→ **Aim of the exercise**: From the records below, find each line with the string "light" and copy it.

Referring expression pointing data

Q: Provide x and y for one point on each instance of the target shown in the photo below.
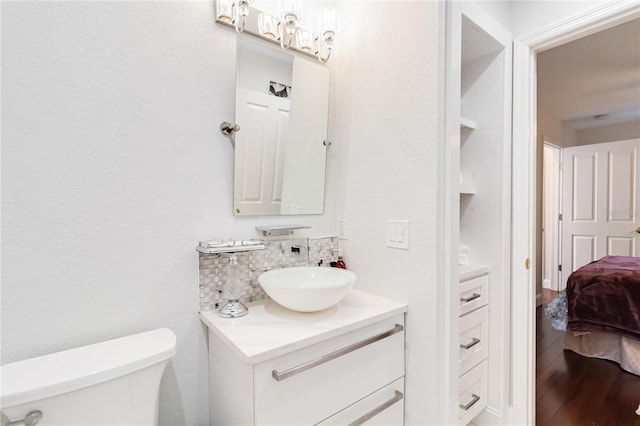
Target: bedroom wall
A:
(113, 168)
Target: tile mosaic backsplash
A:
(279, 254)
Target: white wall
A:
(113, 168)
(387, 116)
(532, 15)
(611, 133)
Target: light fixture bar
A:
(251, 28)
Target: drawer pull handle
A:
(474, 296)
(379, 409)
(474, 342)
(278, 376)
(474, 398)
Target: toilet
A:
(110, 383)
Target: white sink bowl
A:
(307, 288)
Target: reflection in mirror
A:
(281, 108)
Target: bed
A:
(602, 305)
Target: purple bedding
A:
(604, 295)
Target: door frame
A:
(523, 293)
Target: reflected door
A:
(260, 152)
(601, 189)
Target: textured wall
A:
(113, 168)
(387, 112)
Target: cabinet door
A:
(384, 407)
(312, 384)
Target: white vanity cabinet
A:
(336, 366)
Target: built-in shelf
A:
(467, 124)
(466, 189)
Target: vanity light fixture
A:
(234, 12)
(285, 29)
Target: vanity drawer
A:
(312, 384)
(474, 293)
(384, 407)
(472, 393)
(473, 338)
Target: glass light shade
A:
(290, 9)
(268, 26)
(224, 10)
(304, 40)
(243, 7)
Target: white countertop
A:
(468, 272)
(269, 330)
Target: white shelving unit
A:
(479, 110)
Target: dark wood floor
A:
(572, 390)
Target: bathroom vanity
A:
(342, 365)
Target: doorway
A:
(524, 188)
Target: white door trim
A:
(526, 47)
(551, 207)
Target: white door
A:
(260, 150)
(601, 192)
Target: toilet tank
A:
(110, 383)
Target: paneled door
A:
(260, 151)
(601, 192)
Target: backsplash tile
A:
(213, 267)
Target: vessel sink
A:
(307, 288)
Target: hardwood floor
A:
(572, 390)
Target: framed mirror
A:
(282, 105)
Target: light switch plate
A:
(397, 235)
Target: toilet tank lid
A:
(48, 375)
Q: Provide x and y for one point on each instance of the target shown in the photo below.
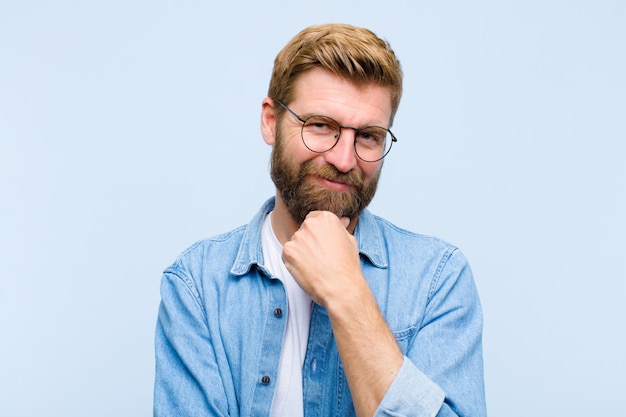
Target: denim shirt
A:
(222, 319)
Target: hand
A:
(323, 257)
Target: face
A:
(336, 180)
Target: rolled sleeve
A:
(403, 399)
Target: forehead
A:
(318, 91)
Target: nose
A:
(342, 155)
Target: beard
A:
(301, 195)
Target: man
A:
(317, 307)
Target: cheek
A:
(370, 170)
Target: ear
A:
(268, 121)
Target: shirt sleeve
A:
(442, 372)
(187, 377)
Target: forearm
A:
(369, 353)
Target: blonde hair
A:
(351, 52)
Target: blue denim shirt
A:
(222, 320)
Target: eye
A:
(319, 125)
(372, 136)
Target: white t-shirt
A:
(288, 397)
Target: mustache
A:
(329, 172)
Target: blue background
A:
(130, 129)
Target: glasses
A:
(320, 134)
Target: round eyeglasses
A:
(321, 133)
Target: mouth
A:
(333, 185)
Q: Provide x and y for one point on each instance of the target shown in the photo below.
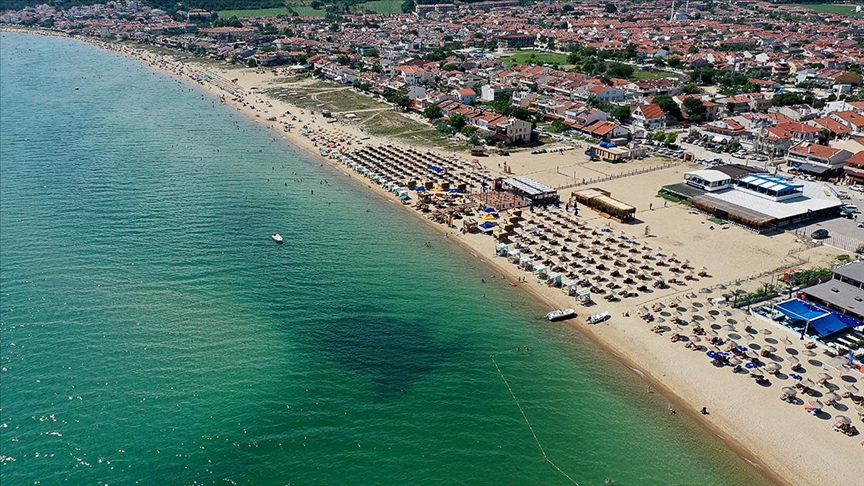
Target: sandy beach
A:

* * *

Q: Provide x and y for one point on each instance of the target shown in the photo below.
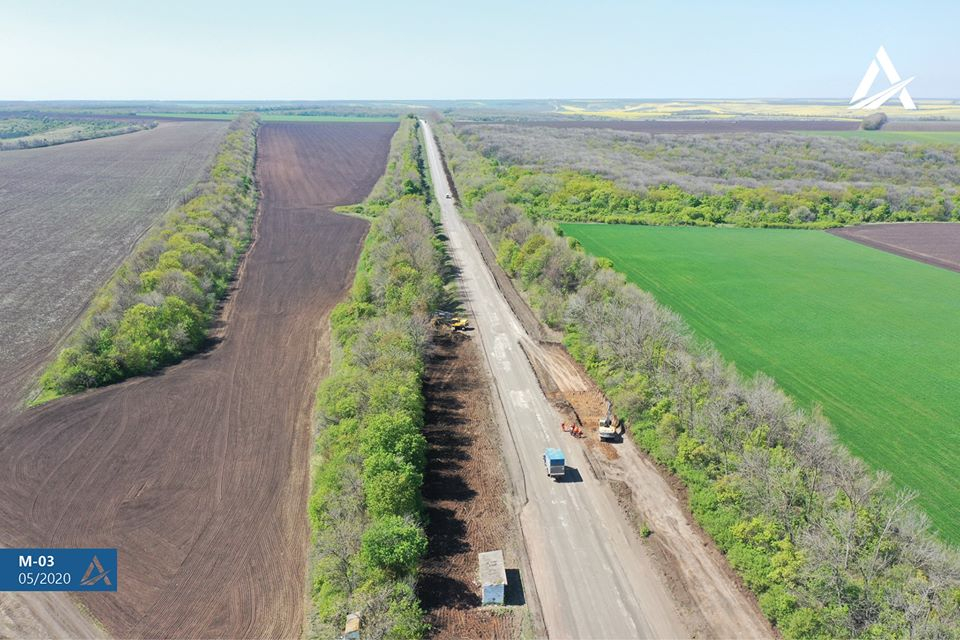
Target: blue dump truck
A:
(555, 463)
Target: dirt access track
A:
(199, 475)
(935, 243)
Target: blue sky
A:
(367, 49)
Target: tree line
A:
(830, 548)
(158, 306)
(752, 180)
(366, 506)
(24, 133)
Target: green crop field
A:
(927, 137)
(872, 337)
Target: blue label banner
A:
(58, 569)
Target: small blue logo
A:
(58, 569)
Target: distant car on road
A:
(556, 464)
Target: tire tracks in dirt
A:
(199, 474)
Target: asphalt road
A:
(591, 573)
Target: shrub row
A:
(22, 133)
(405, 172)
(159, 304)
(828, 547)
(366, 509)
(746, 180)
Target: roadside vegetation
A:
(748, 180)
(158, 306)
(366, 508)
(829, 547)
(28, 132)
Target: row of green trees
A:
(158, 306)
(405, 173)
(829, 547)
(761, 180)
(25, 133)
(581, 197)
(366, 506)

→ **Result for this task**:
Target: light fixture bar
Target: vanity light fixture
Target: glass light shade
Target: light switch plate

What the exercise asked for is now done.